_DIRECTIONS_:
1/ Answer these from the magnetic fabric text below:
(a) At how many sites was the magnetic fabric determined?
(b) Which rock types have the higher mean bulk magnetic susceptibility values?
(c) Which granites show relatively higher Km values than the rest of the granites?
2/ Write the next part of the magnetic fabric text below, starting right after its final sentence.

The magnetic fabric was determined at 25 sites by anisotropy of magnetic susceptibility measurements. Detailed data are presented in Table S4. The bulk magnetic susceptibility (Kbulk) of all specimens presents an average value of 2.09 × 10−2 ± 1.89 × 10−2 SI (N = 255; range between 0.43 × 10−4 and 9.06 × 10−2 SI; where >99% of the specimens have values >10−3 SI; Fig. 11H). The sites corresponding to the quartz-diorites and quartz-monzodiorites (most mafic compositions) have higher mean bulk magnetic susceptibility values (Km; Fig. 12A), consistent with the higher content of mafic minerals and Fe-Ti oxides. In contrast, Km values are similar for granites/granodiorites from La Obra pluton and the high-silica granites from Cerro Blanco pluton. However, it is interesting to observe that the granophyric granites (both in the bottom and upper levels of La Obra pluton) present relatively higher Km values than the rest of the granites (0.015–0.03 SI; Fig. 12B).

_COLLECTED DATA_:
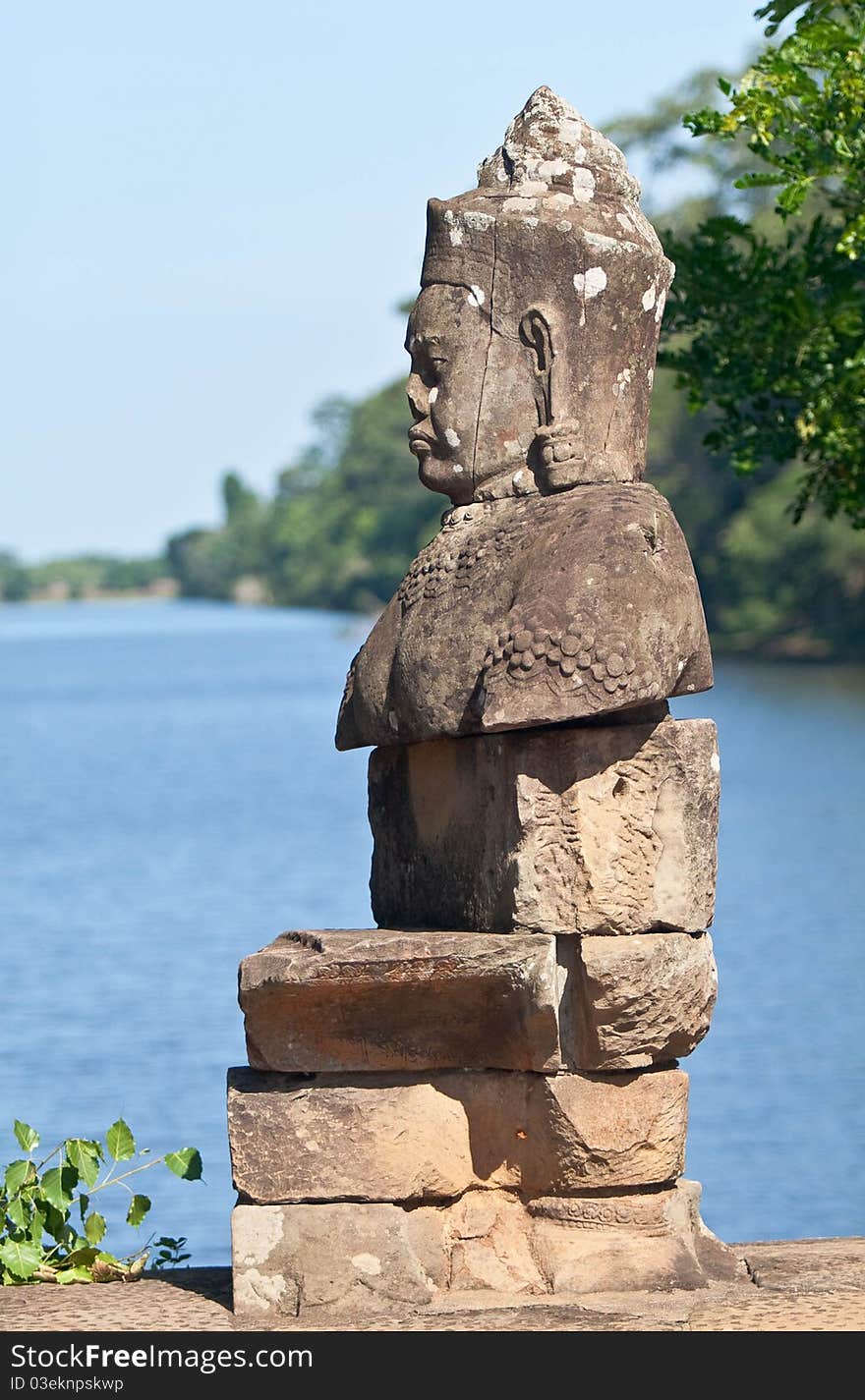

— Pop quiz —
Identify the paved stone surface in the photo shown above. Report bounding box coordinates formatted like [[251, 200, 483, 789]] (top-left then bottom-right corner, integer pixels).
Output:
[[0, 1238, 865, 1333], [239, 928, 559, 1074], [337, 88, 711, 756]]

_ANSWERS TO THE EXERCISE_:
1/
(a) 25 sites.
(b) The quartz-diorites and quartz-monzodiorites.
(c) The granophyric granites, in both the bottom and upper levels of La Obra pluton.

2/
In general, foliation values (F) vary between 1.01 and 1.08, at the expense of magnetic lineation (L), which has maximum values of 1.038 (Fig. 12A). About 80% of the sites have a magnetic fabric represented by a triaxial to oblate ellipsoid, as indicated by the predominantly positive values of Jelinek's shape parameter (T; Jelinek, 1981; Fig. 12C), and U values predominantly between 0 and 0.82 (6 sites have U < −0.3). Five sites have a pronounced prolate fabric and correspond to monzogranites from both La Obra (sites 5, 6, 7) and Cerro Blanco (sites 18 and 23). The anisotropy values (P) exhibit variations based on site location, ranging from 1.01 to 1.06 for sites within La Obra pluton, while reaching values as high as 1.09 in the case of the high-silica granites within Cerro Blanco pluton (Figs. 12B and 12C). The granophyric granites have relatively low anisotropy degree values compared to the other granites, with values between 1.018 and 1.04 (Fig. 12C).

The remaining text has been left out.